LISTED RECORDS ::
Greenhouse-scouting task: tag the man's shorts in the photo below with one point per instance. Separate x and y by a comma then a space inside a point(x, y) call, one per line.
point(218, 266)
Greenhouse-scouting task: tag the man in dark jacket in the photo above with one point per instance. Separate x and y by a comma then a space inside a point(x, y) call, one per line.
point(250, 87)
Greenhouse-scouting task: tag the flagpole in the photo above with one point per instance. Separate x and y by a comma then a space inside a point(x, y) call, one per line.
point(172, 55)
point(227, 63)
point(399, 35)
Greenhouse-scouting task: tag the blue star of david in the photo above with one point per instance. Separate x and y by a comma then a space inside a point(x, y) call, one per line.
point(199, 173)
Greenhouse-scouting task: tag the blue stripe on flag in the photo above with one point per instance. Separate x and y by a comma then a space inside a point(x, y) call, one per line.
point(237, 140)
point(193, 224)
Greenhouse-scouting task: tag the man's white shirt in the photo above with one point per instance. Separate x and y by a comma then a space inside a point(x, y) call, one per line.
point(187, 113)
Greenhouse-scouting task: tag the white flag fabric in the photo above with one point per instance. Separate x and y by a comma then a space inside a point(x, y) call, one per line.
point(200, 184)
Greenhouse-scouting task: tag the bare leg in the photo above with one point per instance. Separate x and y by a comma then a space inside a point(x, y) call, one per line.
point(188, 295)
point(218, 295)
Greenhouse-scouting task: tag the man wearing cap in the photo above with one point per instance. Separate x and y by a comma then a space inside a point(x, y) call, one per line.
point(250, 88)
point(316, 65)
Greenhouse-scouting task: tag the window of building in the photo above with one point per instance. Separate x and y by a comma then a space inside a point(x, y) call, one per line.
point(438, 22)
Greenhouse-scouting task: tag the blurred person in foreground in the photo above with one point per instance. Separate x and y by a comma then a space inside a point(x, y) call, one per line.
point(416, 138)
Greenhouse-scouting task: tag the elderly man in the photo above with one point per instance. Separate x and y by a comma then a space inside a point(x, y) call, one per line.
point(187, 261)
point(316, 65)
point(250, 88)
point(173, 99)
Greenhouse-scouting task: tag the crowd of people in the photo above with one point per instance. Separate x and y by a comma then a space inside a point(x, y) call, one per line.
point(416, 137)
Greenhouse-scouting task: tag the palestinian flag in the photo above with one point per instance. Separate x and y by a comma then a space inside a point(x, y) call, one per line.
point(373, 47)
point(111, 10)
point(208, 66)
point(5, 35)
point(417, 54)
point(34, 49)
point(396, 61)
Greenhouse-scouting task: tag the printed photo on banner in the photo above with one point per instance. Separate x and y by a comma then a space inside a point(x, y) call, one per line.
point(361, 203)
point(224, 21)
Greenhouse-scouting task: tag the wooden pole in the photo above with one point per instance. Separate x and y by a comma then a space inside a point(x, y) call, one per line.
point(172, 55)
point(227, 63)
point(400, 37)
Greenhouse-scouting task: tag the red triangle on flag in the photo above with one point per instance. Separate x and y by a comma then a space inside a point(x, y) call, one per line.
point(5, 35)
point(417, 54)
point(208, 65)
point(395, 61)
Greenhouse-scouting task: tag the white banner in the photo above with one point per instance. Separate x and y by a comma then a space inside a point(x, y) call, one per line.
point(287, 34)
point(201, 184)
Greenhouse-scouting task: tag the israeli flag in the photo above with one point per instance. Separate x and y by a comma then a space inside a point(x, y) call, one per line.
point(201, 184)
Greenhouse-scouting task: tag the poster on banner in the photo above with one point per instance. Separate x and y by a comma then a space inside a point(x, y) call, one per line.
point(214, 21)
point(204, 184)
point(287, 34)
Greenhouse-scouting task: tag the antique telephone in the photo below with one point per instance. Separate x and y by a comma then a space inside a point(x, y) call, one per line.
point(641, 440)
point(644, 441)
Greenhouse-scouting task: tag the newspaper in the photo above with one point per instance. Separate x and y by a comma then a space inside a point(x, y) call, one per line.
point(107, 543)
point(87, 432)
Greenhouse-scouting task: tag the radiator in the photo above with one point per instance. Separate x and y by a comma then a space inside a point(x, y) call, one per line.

DIRECTIONS FOR THIS TASK :: A word-for-word copy of the data above is the goal, so set it all down again.

ANSWER BOX ::
Greenhouse-scouting task: tag the man's shorts in the photo below with one point per instance. Separate x and y by a comma then a space inside a point(x, y) call, one per line.
point(218, 266)
Greenhouse-scouting task: tag the man in dark jacket in the photo above with one point per instance. Separate x and y by a comma then a space inside a point(x, y) call, one per line.
point(250, 87)
Greenhouse-scouting task: tag the flagpole in the photo above with one point per instance. Separate x and y by a comma then a space inside a point(x, y) call, one per line.
point(172, 55)
point(227, 63)
point(399, 35)
Greenhouse-scouting task: tag the blue star of david in the photo above with one point per instance. Separate x and y by a comma then a space inside a point(x, y) call, one per line.
point(199, 173)
Greenhouse-scouting task: tag the blue stripe on flag in the photo above with one point per instance. Separate x and y by a comma then a space inside a point(x, y) call, one per line.
point(237, 140)
point(193, 224)
Greenhouse-scouting task: tag the man's white shirt in the photo above with one point per instance. Separate x and y by a comma then a space inside a point(x, y) call, one per line.
point(187, 113)
Greenhouse-scouting task: tag the white flag fabric in the photo above with one point per instance. Separate x and y by a comma then a space inside a point(x, y) call, one per line.
point(200, 184)
Greenhouse-scouting task: tag the bare leg in the photo above with one point per instance. Separate x and y by a comma then a space inside a point(x, y) call, one per line.
point(188, 295)
point(218, 295)
Greenhouse-scouting task: tag the man wearing cap in the photo above with one point per instance. Separate x and y by a comma then a space inside a point(x, y) call, one per line.
point(250, 88)
point(316, 65)
Greenhouse-scouting task: tag the window of building in the photo above with one point per instance. Separate x and y by a comma then a space inside a point(x, y) call, one per line.
point(438, 22)
Greenhouse-scouting task: tag the blurred person in foreground in the photo above with one point per instance. Separate x and y by a comma then a space inside a point(x, y) call, one per line.
point(416, 138)
Greenhouse-scouting task: tag the elderly man in the photo above with one point per instance. Separate x and y by a comma then a space inside a point(x, y) call, one per line.
point(187, 261)
point(316, 65)
point(250, 88)
point(173, 99)
Greenhouse-scouting task: tag the crowd of people in the photo above with one point per instance. Separate x and y by a comma then a space inside a point(x, y) call, one per line.
point(416, 137)
Greenhouse-scouting task: tag the palestinian flag in the photo above with one point per instance. Separate x and y by a comma then a space inside a point(x, y) call, one per line.
point(373, 47)
point(111, 10)
point(208, 66)
point(5, 35)
point(417, 54)
point(34, 49)
point(396, 61)
Greenhouse-scouting task: tag the printed photo on banner in the photo above with one point per instance. Separate x and y by a comma then a space inside a point(x, y) call, one per line.
point(361, 203)
point(224, 21)
Greenhouse-scouting task: tag the wooden pole in the photo above with one point per instance. Separate x and y by a comma then a space inside a point(x, y) call, one per line.
point(172, 55)
point(227, 63)
point(400, 37)
Greenhouse-scouting task: tag the red triangle on flag in the photo above with one point per instance. Separate x and y by a comma then a space inside a point(x, y) call, one per line.
point(5, 35)
point(417, 54)
point(208, 65)
point(395, 61)
Greenhouse-scouting task: tag the white banner in the photo above with one point per instance. Separate x and y by a comma then a space inside a point(x, y) call, one per line.
point(287, 34)
point(201, 184)
Greenhouse-scouting task: tag the israeli flag in the photo above with one point per instance. Separate x and y by a comma then a space inside a point(x, y) call, one per line.
point(201, 184)
Greenhouse-scouting task: tag the poster on banner in the photo above with one point per instance. Separate x and y by a comma then a space inside a point(x, y) call, one per line.
point(214, 21)
point(204, 184)
point(287, 34)
Greenhouse-scouting task: tag the antique telephone in the photo below with one point per instance. Separate x and y by a comma then a space inside a point(x, y) call, one per line.
point(641, 440)
point(644, 441)
Greenhouse-scouting task: tag the newspaper in the photo above with one point per instance. Separate x and y by a comma then a space inside a point(x, y) call, one per line.
point(107, 543)
point(87, 432)
Greenhouse-scouting task: tag the radiator in the photo above with one point per instance. Separate x and y by a comma then a space inside a point(x, y) call, one per line.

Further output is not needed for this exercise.